Start of Page excerpt

Thanks for the link, that was an interesting piece of research.

I’m glad, though not surprised to see that among the regulars women are more 
likely to become admins than men. I would like to count that as evidence that 
the core community is not consciously sexist, though it may also be proof of a 
theory of mine about the heyday of Adminship 2004-2007 - just before I started 
editing. This was the era when “good vandalfighter” was sufficient 
qualification to pass adminship. It was also the era when a lot of teenagers 
and adolescents came to the defence of wikipedia and patrolled it for the sort 
of vandalism that is now reverted by computer programs. My hypothesis about 
that era is that teenage boys would oppose each others requests for adminship 
(RFA) if they thought that other boys were younger or less qualified than they 
had been when they became admins. But teenage boys didn’t oppose the RFAs of 
teenage girls. Girls, and women in general, are less likely to push the 
boundaries by running for adminship before they are clearly qualified, and here 
I think the vagueness of the criteria for adminship may deter women more than 
men. It would be interesting to look at the gender ratios of clear versus 
narrow results at RFA, I suspect that women are disproportionately among the 
near unanimous results (>95% support) as opposed to those with more substantial 
opposition.

End of Page excerpt
Start of Record extracts

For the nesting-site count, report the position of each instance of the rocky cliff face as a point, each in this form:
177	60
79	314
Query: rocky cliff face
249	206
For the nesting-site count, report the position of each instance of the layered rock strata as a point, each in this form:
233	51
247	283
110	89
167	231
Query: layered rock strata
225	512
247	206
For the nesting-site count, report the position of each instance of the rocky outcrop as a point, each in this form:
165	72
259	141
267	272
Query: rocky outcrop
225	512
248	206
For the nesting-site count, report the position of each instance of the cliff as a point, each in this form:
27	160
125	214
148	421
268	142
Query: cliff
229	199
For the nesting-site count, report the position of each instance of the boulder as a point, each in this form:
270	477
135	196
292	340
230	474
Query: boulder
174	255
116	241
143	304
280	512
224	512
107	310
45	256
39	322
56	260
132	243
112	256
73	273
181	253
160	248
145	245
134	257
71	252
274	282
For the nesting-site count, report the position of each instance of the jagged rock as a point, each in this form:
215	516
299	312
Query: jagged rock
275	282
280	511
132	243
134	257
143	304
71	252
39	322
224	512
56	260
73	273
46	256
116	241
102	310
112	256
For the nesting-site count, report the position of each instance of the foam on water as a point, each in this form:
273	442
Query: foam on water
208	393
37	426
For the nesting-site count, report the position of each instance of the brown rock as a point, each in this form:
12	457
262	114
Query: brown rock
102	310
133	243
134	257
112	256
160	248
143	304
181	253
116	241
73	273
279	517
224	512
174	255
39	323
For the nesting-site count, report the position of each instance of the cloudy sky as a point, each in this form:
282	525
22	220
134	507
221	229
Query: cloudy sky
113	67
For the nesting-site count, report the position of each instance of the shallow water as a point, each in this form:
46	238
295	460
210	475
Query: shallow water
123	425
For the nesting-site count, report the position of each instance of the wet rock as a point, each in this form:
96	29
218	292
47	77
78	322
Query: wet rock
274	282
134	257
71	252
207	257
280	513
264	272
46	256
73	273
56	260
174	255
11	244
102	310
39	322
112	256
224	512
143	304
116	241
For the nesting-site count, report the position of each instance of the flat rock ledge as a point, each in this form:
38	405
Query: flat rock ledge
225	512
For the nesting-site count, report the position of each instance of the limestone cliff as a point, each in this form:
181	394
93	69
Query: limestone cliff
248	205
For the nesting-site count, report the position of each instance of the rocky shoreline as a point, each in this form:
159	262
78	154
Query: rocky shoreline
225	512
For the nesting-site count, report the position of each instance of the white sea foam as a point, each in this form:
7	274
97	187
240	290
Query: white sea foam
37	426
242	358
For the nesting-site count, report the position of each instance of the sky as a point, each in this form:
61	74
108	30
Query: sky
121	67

End of Record extracts

| Task statement |
Copy out the entire message about women becoming Wikipedia admins word for word. None of the data matters here.

| Answer |
Thanks for the link, that was an interesting piece of research.

I’m glad, though not surprised to see that among the regulars women are more 
likely to become admins than men. I would like to count that as evidence that 
the core community is not consciously sexist, though it may also be proof of a 
theory of mine about the heyday of Adminship 2004-2007 - just before I started 
editing. This was the era when “good vandalfighter” was sufficient 
qualification to pass adminship. It was also the era when a lot of teenagers 
and adolescents came to the defence of wikipedia and patrolled it for the sort 
of vandalism that is now reverted by computer programs. My hypothesis about 
that era is that teenage boys would oppose each others requests for adminship 
(RFA) if they thought that other boys were younger or less qualified than they 
had been when they became admins. But teenage boys didn’t oppose the RFAs of 
teenage girls. Girls, and women in general, are less likely to push the 
boundaries by running for adminship before they are clearly qualified, and here 
I think the vagueness of the criteria for adminship may deter women more than 
men. It would be interesting to look at the gender ratios of clear versus 
narrow results at RFA, I suspect that women are disproportionately among the 
near unanimous results (>95% support) as opposed to those with more substantial 
opposition.